◆ **Your objective**
Word for word, set down the lines from the one that holds "If you could put a dot on the black awning" through the final line of the listing below, and exclude every picture.

◆ **Dataset records**
########

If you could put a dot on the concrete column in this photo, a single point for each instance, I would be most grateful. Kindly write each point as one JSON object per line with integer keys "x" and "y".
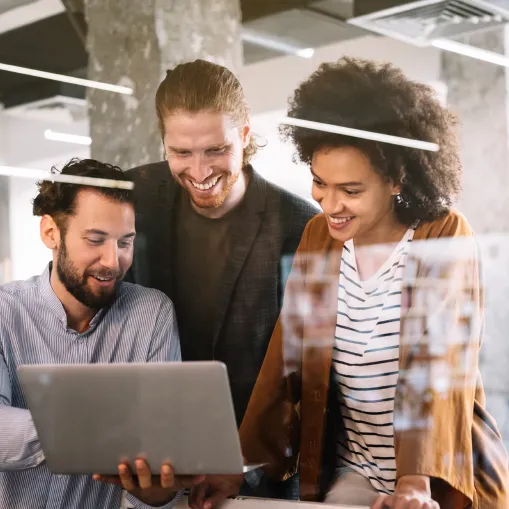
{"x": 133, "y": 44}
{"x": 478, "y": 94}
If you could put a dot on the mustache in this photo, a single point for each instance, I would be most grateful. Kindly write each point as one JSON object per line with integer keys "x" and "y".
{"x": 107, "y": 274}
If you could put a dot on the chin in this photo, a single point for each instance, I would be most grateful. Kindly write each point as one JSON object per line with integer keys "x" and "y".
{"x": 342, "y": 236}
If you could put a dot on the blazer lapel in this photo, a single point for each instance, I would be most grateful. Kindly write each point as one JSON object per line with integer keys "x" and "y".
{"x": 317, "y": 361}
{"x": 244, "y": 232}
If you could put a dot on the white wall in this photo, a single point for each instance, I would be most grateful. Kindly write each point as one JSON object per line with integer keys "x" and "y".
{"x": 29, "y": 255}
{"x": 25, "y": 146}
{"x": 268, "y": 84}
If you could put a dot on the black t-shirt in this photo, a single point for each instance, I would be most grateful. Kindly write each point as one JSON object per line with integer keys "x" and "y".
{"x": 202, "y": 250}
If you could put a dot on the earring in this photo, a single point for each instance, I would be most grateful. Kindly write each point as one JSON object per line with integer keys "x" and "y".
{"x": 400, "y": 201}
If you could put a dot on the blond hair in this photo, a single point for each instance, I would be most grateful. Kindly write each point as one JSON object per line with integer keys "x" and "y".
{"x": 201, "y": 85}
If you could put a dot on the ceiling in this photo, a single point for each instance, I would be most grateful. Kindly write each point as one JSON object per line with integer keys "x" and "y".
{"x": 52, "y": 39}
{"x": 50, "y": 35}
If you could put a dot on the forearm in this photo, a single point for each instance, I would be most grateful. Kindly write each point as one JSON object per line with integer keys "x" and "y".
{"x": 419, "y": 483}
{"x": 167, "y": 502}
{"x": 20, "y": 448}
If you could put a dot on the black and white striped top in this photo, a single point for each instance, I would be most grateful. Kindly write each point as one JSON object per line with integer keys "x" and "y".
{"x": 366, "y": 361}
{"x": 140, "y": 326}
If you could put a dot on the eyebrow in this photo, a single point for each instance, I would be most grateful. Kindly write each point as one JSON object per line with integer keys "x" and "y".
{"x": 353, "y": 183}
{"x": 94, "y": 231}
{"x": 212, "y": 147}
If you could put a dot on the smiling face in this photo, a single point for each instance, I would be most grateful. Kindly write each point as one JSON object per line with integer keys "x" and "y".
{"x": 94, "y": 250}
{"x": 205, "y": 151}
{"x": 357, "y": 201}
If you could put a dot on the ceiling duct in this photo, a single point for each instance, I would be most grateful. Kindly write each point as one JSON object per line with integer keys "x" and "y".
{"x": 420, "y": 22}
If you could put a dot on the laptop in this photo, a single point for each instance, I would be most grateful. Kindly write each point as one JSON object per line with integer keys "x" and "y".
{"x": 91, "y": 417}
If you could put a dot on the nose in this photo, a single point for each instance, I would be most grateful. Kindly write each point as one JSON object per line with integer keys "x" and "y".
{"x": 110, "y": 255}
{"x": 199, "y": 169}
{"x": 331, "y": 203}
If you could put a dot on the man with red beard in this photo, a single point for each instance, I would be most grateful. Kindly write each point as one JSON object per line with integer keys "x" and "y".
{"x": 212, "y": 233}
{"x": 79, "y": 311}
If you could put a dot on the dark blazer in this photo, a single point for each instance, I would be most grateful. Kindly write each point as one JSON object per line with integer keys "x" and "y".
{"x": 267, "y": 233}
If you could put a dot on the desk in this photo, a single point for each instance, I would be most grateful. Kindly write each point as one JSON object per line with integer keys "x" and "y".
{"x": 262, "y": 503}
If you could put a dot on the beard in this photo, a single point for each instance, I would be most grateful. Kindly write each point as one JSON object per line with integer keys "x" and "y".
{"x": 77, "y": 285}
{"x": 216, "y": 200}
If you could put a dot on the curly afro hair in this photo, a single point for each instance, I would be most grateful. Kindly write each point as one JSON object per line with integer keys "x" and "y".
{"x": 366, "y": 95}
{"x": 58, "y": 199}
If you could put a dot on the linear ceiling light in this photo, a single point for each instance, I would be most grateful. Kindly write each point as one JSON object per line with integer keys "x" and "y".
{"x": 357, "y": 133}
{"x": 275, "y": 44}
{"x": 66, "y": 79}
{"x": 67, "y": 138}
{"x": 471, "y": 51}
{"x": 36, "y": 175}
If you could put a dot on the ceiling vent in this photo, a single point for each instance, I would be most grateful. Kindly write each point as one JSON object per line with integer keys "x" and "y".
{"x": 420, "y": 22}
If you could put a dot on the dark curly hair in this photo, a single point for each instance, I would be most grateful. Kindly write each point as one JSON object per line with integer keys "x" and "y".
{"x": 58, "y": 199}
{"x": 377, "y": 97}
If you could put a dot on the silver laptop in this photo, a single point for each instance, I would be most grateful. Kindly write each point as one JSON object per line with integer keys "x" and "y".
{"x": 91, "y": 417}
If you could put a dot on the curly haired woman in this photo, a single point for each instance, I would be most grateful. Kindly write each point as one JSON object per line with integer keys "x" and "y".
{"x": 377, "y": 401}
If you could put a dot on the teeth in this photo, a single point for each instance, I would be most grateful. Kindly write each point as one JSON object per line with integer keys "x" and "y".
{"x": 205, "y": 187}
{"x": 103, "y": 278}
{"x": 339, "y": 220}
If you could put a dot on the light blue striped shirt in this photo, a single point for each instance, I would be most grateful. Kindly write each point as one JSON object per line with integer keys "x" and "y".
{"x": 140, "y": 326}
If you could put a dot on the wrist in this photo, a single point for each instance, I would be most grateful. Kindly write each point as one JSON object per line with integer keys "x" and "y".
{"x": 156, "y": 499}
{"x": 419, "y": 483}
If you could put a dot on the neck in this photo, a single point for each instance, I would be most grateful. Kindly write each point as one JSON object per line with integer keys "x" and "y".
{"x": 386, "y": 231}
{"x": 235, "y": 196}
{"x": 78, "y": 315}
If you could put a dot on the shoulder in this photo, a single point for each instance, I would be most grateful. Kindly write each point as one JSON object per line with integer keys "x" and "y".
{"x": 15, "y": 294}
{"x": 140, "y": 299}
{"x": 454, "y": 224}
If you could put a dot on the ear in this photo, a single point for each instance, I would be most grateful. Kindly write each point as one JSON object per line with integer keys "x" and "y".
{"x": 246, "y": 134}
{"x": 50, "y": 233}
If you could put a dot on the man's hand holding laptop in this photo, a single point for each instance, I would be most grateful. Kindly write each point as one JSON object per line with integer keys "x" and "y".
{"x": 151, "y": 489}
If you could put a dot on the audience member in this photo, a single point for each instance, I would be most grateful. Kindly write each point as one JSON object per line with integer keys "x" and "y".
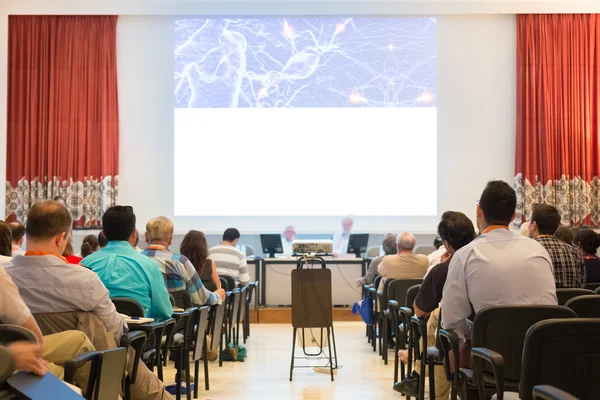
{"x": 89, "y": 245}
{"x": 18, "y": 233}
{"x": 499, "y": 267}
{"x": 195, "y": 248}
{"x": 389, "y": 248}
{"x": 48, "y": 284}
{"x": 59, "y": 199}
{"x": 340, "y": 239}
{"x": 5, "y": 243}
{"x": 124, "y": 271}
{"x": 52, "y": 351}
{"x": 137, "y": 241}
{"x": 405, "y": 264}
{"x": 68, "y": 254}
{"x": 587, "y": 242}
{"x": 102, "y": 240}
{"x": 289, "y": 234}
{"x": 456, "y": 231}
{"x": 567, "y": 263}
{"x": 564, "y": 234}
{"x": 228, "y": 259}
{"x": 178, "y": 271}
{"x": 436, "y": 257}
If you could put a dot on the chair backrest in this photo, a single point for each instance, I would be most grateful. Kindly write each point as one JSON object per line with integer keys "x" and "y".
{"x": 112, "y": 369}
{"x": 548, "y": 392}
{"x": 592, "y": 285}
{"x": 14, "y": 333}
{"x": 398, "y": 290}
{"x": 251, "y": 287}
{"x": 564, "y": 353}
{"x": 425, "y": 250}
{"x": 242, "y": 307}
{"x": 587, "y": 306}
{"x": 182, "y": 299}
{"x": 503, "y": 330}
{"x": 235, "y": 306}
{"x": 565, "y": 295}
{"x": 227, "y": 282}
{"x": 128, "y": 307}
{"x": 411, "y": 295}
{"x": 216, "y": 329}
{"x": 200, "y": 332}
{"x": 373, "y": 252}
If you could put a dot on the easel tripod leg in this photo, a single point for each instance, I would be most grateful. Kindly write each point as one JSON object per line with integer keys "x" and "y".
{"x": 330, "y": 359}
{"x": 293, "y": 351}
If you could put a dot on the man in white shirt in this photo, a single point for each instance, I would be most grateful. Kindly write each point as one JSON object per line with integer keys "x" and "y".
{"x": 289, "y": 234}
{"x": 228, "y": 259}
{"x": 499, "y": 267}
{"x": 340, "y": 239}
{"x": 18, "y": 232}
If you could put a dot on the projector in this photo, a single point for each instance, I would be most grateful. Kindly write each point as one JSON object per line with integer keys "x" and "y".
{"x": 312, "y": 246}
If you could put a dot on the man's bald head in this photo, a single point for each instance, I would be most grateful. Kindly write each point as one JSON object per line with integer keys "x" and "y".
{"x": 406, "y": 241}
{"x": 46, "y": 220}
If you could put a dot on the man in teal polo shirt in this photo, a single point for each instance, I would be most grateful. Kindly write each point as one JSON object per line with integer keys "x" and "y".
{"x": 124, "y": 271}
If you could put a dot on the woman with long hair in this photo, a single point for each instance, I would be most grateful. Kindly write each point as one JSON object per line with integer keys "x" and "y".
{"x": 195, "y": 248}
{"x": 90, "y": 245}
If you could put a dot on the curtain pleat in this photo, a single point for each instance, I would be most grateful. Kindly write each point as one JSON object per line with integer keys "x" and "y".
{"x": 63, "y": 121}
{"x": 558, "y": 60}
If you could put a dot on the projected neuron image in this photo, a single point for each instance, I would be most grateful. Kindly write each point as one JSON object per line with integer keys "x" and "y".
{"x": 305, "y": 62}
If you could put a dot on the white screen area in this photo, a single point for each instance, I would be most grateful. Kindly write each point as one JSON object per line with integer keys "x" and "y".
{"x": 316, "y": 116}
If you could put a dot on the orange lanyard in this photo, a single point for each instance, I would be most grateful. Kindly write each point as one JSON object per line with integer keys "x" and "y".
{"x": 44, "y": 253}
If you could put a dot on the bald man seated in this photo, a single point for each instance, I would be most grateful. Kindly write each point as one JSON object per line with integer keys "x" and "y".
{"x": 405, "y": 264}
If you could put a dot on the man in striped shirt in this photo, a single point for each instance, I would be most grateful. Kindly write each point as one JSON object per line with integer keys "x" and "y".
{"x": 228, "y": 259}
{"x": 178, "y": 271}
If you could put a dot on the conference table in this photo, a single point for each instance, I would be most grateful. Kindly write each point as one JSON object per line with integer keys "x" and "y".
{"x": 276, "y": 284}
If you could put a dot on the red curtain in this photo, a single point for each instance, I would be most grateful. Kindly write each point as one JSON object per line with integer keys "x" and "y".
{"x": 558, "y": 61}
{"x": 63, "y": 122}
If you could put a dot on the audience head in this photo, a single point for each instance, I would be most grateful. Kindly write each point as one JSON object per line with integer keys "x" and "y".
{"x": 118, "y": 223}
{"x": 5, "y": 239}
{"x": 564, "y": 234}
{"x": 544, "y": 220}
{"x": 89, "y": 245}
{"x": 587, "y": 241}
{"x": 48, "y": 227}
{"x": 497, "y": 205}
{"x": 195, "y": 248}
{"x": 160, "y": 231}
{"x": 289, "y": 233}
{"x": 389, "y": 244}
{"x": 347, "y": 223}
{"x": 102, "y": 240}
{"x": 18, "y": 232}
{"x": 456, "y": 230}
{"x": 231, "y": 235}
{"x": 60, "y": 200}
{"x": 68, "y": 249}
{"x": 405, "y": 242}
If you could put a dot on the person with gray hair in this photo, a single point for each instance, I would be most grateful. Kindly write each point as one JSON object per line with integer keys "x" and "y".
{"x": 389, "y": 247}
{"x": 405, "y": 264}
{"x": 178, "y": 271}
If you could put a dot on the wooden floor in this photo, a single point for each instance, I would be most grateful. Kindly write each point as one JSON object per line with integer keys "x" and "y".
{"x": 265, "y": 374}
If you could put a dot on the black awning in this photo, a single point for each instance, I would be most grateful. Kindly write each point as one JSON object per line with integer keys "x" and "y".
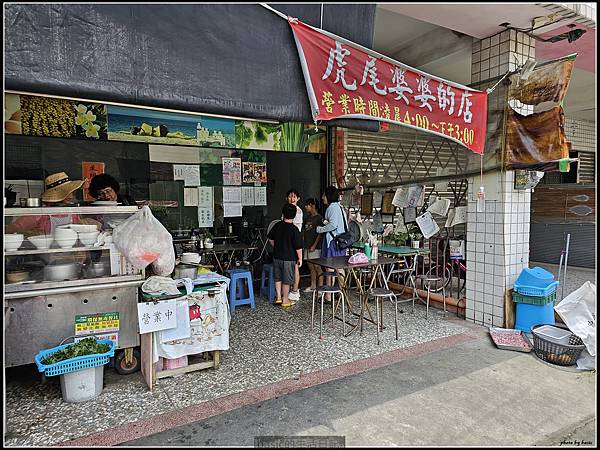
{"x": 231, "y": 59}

########

◆ **Answer section**
If you could put a dot on the black awning in this photo, a single point for each instance, I would be most grateful. Kindly write each point as one JSON object per line with integer keys "x" and "y".
{"x": 231, "y": 59}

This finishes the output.